▶ **Task to complete**:
Please render the records from the line containing "Indicate the group" through the end of the records, inclusive, as a two-column CSV with the headers instruction and answer. Use one row per record and put each value in a single quoted field with line breaks replaced by spaces.

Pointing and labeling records
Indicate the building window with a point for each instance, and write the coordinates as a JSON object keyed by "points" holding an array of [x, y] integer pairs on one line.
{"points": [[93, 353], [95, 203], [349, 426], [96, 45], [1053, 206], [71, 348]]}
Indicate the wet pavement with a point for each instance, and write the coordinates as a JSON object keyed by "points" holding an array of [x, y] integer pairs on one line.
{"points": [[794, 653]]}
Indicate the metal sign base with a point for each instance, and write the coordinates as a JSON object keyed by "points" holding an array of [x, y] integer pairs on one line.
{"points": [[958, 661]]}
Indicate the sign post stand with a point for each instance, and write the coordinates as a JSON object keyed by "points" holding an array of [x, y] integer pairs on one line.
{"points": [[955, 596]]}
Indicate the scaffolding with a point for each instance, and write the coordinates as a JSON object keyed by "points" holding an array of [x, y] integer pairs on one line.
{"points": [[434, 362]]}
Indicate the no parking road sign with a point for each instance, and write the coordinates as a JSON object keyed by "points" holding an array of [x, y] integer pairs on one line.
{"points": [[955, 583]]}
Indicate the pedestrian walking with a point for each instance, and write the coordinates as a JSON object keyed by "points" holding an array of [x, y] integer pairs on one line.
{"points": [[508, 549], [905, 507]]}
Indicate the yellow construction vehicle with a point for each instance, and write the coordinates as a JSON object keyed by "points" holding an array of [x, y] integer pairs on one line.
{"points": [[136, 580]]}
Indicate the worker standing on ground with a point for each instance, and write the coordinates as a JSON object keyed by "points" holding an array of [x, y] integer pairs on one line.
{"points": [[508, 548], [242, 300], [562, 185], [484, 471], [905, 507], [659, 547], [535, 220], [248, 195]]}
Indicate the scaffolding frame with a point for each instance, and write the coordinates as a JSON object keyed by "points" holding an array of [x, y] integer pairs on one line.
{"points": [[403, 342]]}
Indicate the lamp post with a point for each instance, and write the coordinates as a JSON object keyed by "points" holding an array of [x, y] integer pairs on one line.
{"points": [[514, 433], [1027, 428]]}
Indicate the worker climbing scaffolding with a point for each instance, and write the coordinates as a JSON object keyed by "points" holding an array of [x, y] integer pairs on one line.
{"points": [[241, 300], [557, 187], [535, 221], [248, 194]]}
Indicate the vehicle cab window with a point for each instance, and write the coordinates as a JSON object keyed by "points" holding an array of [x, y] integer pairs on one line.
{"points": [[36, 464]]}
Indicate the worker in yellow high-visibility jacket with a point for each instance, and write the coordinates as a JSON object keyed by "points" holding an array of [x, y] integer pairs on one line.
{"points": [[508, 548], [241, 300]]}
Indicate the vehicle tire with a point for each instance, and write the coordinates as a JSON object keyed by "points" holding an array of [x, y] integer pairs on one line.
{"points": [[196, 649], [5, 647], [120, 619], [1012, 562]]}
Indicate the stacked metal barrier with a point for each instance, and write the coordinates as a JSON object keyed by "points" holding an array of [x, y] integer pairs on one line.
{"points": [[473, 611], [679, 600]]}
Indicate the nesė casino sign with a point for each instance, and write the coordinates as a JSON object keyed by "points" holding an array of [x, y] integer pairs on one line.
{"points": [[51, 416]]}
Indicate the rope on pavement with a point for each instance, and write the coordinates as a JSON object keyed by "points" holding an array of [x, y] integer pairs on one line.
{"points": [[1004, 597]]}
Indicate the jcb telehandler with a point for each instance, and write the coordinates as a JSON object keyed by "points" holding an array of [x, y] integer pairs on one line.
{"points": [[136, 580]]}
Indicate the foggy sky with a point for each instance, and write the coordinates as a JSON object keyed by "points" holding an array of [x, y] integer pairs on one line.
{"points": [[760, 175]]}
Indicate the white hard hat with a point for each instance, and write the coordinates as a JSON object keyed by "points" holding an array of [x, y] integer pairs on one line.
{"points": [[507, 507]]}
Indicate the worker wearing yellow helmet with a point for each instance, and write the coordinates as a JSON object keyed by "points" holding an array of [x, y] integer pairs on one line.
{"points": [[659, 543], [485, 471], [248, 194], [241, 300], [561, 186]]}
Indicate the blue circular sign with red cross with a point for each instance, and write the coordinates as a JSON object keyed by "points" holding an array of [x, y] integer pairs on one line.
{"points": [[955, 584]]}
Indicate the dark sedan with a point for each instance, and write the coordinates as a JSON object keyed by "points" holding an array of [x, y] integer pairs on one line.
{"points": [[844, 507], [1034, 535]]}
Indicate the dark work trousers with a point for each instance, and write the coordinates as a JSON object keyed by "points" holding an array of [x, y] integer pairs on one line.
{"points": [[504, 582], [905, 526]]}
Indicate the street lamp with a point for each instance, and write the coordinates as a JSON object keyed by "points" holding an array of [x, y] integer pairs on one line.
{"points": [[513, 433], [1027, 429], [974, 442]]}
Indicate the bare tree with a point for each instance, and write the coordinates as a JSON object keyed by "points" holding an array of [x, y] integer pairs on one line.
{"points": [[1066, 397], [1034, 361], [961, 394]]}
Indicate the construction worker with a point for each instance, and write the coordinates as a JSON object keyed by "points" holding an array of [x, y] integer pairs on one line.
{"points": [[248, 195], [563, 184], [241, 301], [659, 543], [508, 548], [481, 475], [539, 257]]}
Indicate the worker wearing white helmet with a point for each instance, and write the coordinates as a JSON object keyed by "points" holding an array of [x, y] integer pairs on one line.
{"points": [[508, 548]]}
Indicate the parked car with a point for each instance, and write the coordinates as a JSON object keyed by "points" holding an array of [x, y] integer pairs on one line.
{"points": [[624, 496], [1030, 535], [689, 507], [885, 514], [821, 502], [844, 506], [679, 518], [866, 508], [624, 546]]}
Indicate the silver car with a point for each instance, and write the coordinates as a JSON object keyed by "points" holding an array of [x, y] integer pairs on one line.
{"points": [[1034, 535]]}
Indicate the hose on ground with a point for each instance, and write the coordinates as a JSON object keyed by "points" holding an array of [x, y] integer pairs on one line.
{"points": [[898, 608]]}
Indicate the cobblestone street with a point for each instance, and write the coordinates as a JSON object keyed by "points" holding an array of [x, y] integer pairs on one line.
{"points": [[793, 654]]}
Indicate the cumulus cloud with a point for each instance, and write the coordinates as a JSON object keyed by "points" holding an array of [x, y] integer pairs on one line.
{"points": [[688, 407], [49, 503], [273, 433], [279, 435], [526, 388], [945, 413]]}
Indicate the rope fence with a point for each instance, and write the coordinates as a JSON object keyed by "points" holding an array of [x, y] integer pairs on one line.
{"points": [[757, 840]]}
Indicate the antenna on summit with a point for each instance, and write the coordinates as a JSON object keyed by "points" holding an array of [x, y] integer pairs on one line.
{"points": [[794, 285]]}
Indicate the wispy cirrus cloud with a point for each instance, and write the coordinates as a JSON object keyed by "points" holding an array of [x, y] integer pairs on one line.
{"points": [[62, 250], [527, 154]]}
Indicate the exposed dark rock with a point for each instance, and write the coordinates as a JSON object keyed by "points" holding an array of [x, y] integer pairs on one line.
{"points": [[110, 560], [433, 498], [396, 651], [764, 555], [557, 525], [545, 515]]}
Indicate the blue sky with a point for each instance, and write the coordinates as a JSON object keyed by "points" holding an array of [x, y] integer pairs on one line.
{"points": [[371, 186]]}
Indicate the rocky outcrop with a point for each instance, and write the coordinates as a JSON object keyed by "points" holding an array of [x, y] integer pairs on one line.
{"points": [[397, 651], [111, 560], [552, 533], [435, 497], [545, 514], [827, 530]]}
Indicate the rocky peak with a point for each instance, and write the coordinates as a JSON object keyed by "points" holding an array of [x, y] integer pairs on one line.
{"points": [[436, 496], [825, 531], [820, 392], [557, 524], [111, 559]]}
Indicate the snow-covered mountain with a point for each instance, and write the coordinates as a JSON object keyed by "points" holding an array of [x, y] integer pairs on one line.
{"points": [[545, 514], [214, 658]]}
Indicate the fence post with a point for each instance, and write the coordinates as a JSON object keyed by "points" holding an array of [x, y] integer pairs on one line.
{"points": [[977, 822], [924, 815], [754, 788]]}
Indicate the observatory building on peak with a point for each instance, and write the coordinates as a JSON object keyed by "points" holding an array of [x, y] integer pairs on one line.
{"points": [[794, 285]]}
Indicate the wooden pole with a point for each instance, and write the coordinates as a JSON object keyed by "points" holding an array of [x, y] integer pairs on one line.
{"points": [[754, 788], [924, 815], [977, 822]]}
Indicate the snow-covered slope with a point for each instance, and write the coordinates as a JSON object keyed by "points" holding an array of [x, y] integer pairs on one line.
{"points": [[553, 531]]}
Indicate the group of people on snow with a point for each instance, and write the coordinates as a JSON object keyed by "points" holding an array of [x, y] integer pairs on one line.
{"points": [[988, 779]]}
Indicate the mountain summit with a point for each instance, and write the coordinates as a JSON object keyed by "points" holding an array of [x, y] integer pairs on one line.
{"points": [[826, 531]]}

▶ **Reply to the exercise**:
instruction,answer
"Indicate the group of people on snow with a point for each instance, and write the coordinates as a JSON object keyed by ""points"" holding an array of [x, y] integer pairs on one line.","{""points"": [[988, 779]]}"
"Indicate the mountain summit with a point for each instance, and write the coordinates as a JSON object keyed by ""points"" holding an array of [x, y] integer pairs on one line.","{""points"": [[826, 531]]}"